### Texto proporcionado
==========
Mol, life and so on

miércoles, diciembre 21, 2011

¡Amén!




La semana pasada culminó con la festividad más bonita del año: el Día de la Esperanza, que se celebra cada 18 de diciembre. Sé que no soy objetivo, porque Esperanza y Macarena son dos caras de una misma moneda, como arena y huella, hidrógeno y oxígeno, o amor y amor. Sin embargo, y dejando a un lado advocaciones que nos generan debilidad, cierto es que la esperanza es un bien tan escaso como imprescindible. Creo sinceramente que cuando la esperanza flaquea, todo se va al garete, porque es el ingrediente necesario para afrontar los rigores de cada día, que no suelen ser pocos.

Además, la esperanza es como la historia: personal y, al mismo tiempo, colectiva. Hay un compendio de esperanzas individuales, mientras que otras son comunitarias. En lo que a mí respecta, tengo esperanza en seguir manteniendo la ilusión por crecer personal y profesionalmente (es decir, personalmente); en tener siempre muy presente punto de partida, pues lo poco o lo medio-poco que hoy soy y tengo se ha construido desde un vacío considerable; en que los libros y la cultura sigan provocando mi interés, y los palos recibidos no varíen mi concepto sobre el valor de la entrega en el amor.
==========
### Tareas y ejercicios
1: Reproduce el fragmento del texto sobre el Día de la Esperanza que empieza en las palabras "Mol, life and" y termina después de "suelen ser pocos.".
2: Escribe la continuación del texto sobre el Día de la Esperanza a partir de su última oración.
Las líneas no intervienen para nada en esto.

### Datos sin procesar
==========
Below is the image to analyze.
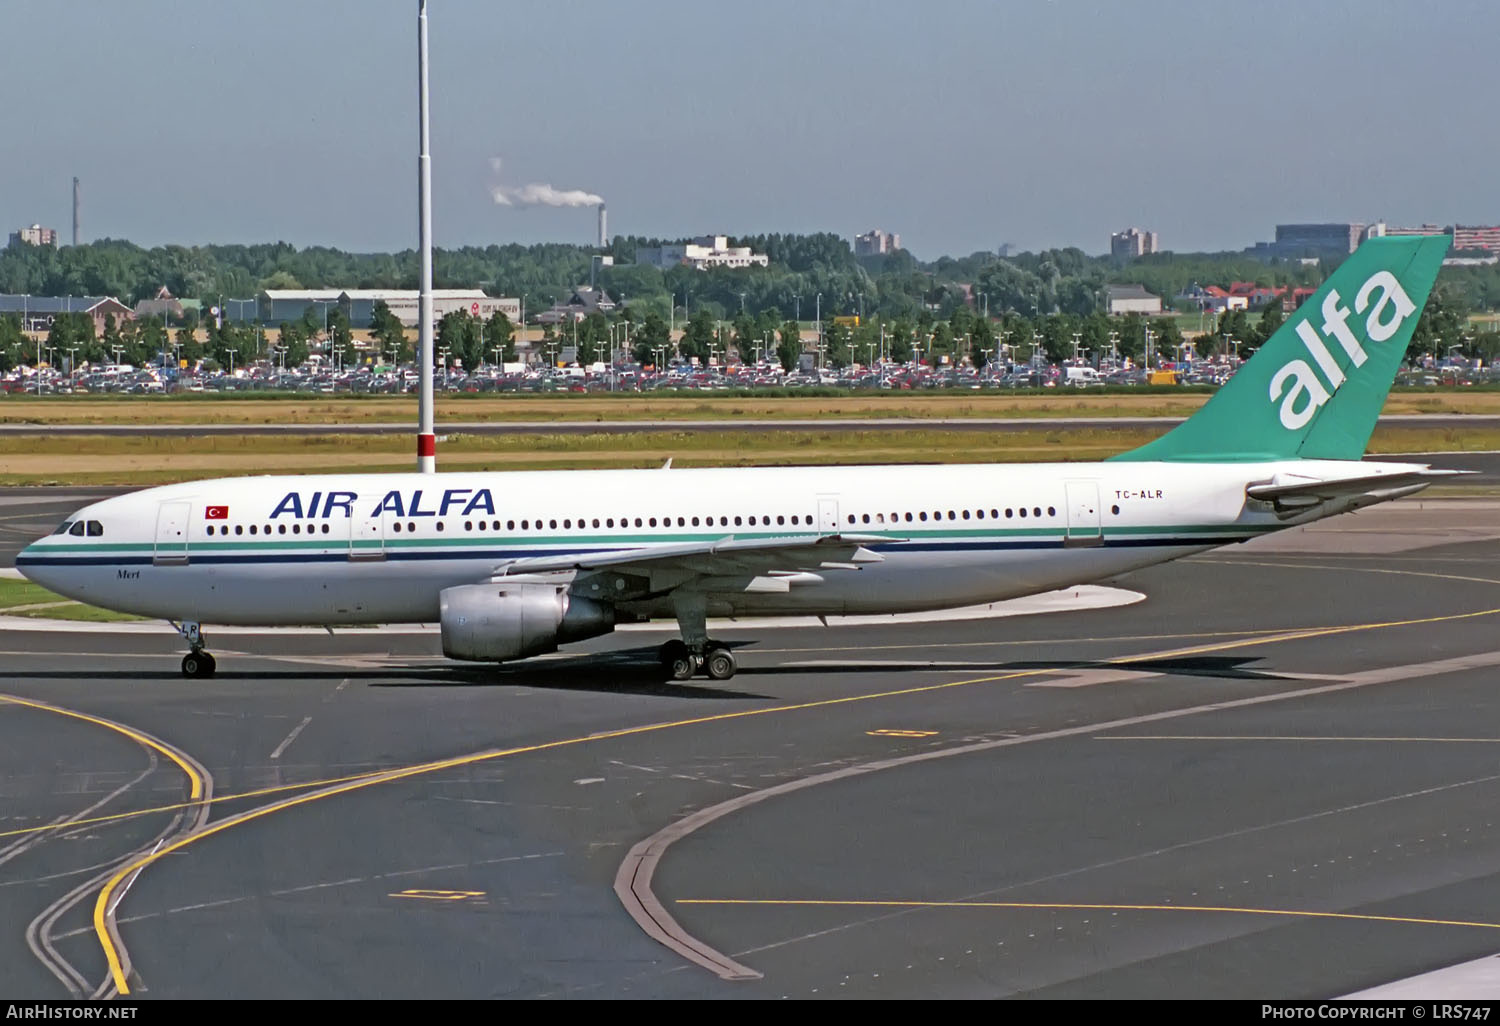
==========
### Respuestas
1:
Mol, life and so on

miércoles, diciembre 21, 2011

¡Amén!




La semana pasada culminó con la festividad más bonita del año: el Día de la Esperanza, que se celebra cada 18 de diciembre. Sé que no soy objetivo, porque Esperanza y Macarena son dos caras de una misma moneda, como arena y huella, hidrógeno y oxígeno, o amor y amor. Sin embargo, y dejando a un lado advocaciones que nos generan debilidad, cierto es que la esperanza es un bien tan escaso como imprescindible. Creo sinceramente que cuando la esperanza flaquea, todo se va al garete, porque es el ingrediente necesario para afrontar los rigores de cada día, que no suelen ser pocos.

2:
Por otra parte, la tengo en que de este maremoto que es la crisis salga una economía más sostenible y social, capaz de desplazar los núcleos de decisión y control desde el libre albedrío hacia las autoridades competentes, sean éstas locales, nacionales o transnacionales. También espero que mejore mi entorno socioeconómico, que no cese e incluso se incremente la preocupación por el medio ambiente, los derechos humanos y todas esas inquietudes que cualquier persona de buena voluntad alberga en sus entrañas.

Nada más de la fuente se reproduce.